● Stated problem A
From the records, reproduce word for word the part that opens with the line containing "I need to verify whether the hardwood" and closes with the line containing "199, 360, 245]]", including both of those lines.

Tue Aug 5, 2014, 05:41 PM
Aug 2014

If wages go down, businesses won't necessarily hire more workers. They don't hire more workers just because they can afford it. They will only do that if they have more work that needs doing. That depends on customer demand. It doesn't matter at all if wages go way down, if customer demand for your product or service declines even a little bit. If sales go down, you lay off workers, no matter how cheap you can get workers. If sales start booming, you hire more workers to deal with the demand, even if you can't get workers cheap.

He's trying to relate the wrong two variables.

W directly relate to sales, since the vast majority of customers depend on their working class income. If wages go down across the board, sales go down because the customer base has less money to spend, and you thus have less customer demand. When wages go up, business booms, and businesses hire more workers, and entrepreneurs start new businesses.

So, his conclusion that higher wages would result in less demand for workers and therefore, higher unemployment, is exactly backwards.
Higher wages lead to higher sales, which leads to MORE demand for workers, which leads to LOWER unemployment. For verification, look at history. In the 90s, business prospered, unemployment got lower, and average wages ticked upward. During recessions and depressions, unemployment skyrockets while wages fall. Businesses don't hire more workers while they're available for low wages during economic downturns; they lay off workers, adding to the unemployment.

● Stated problem B
According to the post on wages and hiring, what happens to unemployment during recessions and depressions?

● Material to process
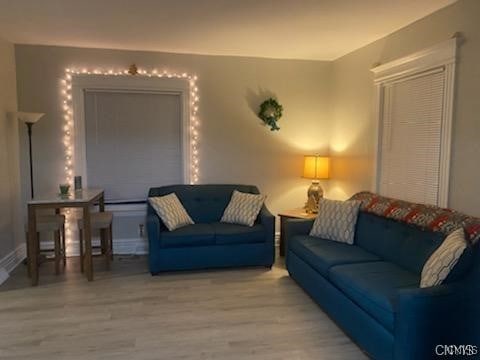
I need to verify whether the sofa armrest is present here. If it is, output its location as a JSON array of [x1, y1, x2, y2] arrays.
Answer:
[[283, 219, 315, 240], [147, 213, 166, 249], [394, 282, 480, 359]]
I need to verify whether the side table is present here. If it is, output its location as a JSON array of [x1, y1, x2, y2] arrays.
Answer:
[[278, 208, 317, 256]]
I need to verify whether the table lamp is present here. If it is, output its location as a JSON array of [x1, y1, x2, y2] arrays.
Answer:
[[13, 111, 45, 199], [303, 155, 330, 213]]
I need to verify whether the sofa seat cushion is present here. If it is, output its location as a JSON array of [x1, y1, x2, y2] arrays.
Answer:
[[160, 224, 215, 248], [212, 223, 266, 245], [288, 235, 381, 277], [329, 261, 420, 332]]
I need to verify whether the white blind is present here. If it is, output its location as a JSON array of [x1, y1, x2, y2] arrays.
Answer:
[[85, 90, 183, 201], [379, 69, 445, 205]]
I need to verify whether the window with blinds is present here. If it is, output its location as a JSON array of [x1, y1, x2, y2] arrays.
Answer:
[[85, 90, 183, 202], [378, 67, 445, 205]]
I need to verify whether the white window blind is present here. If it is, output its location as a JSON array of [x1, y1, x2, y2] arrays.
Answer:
[[85, 90, 183, 201], [379, 69, 445, 205]]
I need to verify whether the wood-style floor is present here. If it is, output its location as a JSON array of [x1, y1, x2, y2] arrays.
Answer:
[[0, 257, 366, 360]]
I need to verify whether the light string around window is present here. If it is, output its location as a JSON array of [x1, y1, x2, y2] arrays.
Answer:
[[61, 65, 200, 242]]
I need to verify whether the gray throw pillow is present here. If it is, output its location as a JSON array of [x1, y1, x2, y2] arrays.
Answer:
[[310, 199, 360, 245], [420, 228, 468, 288]]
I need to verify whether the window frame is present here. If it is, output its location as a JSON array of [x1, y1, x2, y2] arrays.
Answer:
[[371, 37, 457, 207], [72, 74, 191, 194]]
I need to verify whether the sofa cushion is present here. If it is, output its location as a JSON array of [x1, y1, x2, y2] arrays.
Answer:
[[212, 223, 266, 245], [288, 235, 381, 277], [354, 211, 444, 275], [148, 184, 259, 224], [328, 261, 420, 331], [220, 190, 265, 226], [160, 224, 215, 248], [148, 193, 194, 231]]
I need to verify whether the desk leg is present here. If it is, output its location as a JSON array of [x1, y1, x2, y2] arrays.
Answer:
[[83, 205, 93, 281], [27, 205, 38, 286], [280, 216, 287, 256], [98, 193, 105, 212]]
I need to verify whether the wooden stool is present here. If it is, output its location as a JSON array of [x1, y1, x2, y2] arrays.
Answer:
[[78, 211, 113, 273], [26, 214, 67, 276]]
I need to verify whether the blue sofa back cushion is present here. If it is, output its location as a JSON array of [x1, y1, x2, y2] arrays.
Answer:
[[148, 184, 259, 223], [354, 211, 445, 274]]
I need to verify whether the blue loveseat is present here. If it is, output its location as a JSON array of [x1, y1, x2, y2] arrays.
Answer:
[[147, 185, 275, 274], [286, 194, 480, 360]]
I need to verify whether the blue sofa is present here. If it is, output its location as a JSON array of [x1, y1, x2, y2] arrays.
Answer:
[[147, 185, 275, 275], [285, 200, 480, 360]]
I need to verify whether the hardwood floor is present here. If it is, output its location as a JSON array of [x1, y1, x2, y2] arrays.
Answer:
[[0, 257, 366, 360]]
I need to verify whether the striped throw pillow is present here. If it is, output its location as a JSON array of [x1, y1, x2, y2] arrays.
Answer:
[[148, 193, 194, 231], [420, 228, 468, 288], [220, 190, 265, 226]]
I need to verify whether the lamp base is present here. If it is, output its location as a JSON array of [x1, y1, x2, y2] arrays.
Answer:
[[305, 180, 323, 214]]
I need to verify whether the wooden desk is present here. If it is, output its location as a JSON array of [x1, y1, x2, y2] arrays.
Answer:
[[278, 208, 317, 256], [27, 189, 105, 286]]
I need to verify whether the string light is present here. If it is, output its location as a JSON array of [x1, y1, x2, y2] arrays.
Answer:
[[61, 68, 200, 242]]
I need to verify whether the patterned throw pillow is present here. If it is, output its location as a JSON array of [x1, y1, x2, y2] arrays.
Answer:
[[148, 193, 194, 231], [220, 190, 265, 226], [420, 228, 468, 288], [310, 199, 360, 245]]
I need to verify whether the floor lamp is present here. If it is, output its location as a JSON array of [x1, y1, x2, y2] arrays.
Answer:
[[15, 112, 45, 199]]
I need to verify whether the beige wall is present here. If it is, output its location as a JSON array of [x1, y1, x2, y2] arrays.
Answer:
[[330, 0, 480, 216], [15, 45, 331, 219], [0, 39, 23, 260]]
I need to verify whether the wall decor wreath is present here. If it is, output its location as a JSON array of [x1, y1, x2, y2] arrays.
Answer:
[[258, 98, 283, 131]]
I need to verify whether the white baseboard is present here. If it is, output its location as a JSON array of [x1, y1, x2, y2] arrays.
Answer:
[[0, 244, 27, 285]]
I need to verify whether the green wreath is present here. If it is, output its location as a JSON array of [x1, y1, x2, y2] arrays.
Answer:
[[258, 98, 283, 131]]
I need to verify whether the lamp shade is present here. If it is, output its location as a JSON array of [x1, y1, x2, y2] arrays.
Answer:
[[303, 155, 330, 179], [15, 111, 45, 124]]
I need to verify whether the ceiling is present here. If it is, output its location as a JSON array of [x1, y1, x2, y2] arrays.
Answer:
[[0, 0, 456, 60]]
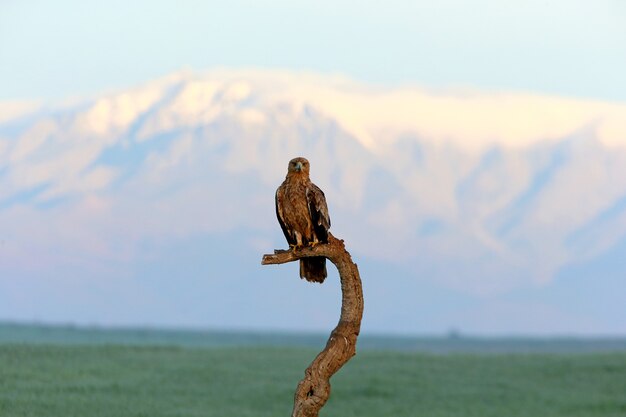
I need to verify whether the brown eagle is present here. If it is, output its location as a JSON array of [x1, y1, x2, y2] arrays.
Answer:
[[276, 158, 330, 283]]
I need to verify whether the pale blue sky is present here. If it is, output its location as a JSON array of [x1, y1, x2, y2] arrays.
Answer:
[[0, 0, 626, 101]]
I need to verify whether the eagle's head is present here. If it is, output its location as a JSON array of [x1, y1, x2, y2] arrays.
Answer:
[[287, 157, 309, 176]]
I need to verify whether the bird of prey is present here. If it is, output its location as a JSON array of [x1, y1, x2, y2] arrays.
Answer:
[[276, 158, 330, 283]]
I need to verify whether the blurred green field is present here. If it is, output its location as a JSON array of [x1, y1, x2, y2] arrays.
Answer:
[[0, 343, 626, 417]]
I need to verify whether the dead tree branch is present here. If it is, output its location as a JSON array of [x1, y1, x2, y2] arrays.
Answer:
[[261, 234, 363, 417]]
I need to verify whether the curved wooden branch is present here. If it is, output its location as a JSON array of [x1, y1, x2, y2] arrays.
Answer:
[[261, 234, 363, 417]]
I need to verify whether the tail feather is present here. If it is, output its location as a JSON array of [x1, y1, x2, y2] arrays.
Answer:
[[300, 256, 328, 284]]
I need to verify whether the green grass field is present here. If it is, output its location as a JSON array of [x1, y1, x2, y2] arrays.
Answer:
[[0, 345, 626, 417], [0, 325, 626, 417]]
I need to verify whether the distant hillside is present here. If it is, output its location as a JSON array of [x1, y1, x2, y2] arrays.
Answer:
[[0, 71, 626, 334], [0, 323, 626, 354]]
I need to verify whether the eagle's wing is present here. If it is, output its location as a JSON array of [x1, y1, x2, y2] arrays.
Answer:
[[275, 185, 297, 245], [306, 183, 330, 242]]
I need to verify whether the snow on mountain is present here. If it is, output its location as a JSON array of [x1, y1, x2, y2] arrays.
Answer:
[[0, 71, 626, 332]]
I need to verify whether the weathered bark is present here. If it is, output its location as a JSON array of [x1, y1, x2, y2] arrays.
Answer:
[[261, 233, 363, 417]]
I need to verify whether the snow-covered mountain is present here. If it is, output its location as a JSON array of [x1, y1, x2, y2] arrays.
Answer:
[[0, 71, 626, 331]]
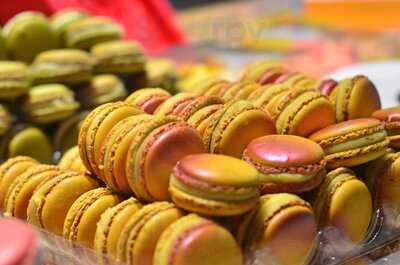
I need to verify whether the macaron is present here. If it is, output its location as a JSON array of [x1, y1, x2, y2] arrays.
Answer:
[[237, 193, 317, 265], [154, 214, 244, 265], [93, 198, 142, 258], [313, 167, 372, 243], [268, 86, 335, 137], [99, 114, 153, 193], [65, 16, 124, 50], [27, 170, 100, 236], [0, 156, 38, 209], [0, 61, 30, 100], [243, 135, 326, 193], [169, 154, 259, 216], [203, 100, 276, 158], [77, 74, 128, 109], [4, 165, 60, 220], [0, 124, 53, 164], [78, 101, 142, 175], [63, 188, 121, 248], [90, 41, 145, 75], [125, 116, 206, 201], [371, 107, 400, 149], [30, 49, 93, 86], [125, 87, 171, 114], [50, 8, 87, 47], [117, 202, 183, 265], [3, 11, 58, 63], [58, 146, 87, 174], [0, 218, 40, 265], [329, 75, 381, 122], [22, 84, 80, 124], [310, 118, 389, 168]]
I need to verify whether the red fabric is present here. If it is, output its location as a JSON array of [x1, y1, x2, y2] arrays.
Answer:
[[0, 0, 185, 53]]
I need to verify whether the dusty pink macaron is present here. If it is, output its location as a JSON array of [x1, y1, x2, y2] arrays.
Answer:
[[243, 135, 326, 193]]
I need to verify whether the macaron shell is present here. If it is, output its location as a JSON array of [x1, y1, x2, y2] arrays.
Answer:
[[328, 179, 372, 242]]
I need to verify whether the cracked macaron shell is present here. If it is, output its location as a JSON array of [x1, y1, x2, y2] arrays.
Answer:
[[63, 188, 121, 248], [239, 193, 317, 265], [313, 167, 373, 243], [117, 202, 183, 265], [27, 171, 100, 236], [154, 214, 243, 265], [0, 156, 38, 209], [94, 198, 142, 258], [334, 75, 381, 122]]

● Expected answer A
I need to verify whether the hardwood floor is present here. If it is, output its location as a JSON array of [x1, y1, x2, y2] arrays.
Answer:
[[0, 257, 366, 360]]
I need to verify whether the striped throw pillow is present here. If it is, output its location as a JSON array of [x1, y1, x2, y2] arrays.
Answer:
[[148, 193, 194, 231], [420, 228, 468, 288], [220, 190, 265, 226]]
I need to verify whether the lamp base is present here. If it is, output its location as a JSON array of [x1, y1, x2, y2] arrays.
Answer:
[[305, 180, 323, 214]]
I need to verify whether the wooden desk is present here. If it is, output its location as a JSON array of [x1, y1, x2, y2] arrays.
Answer:
[[278, 208, 317, 256], [27, 189, 105, 286]]
I need to verify whether the string light is present here. If it is, output its location as a JSON array of [x1, y1, x2, y2] arrays.
Answer:
[[61, 68, 200, 242]]
I need to verify whether the patterned throw pillow is present here. If it is, output its location as a JSON array of [x1, y1, x2, y2] arrays.
Answer:
[[148, 193, 194, 231], [220, 190, 265, 226], [420, 228, 468, 288], [310, 199, 360, 245]]

● Expected answer B
It skyrockets while wages fall.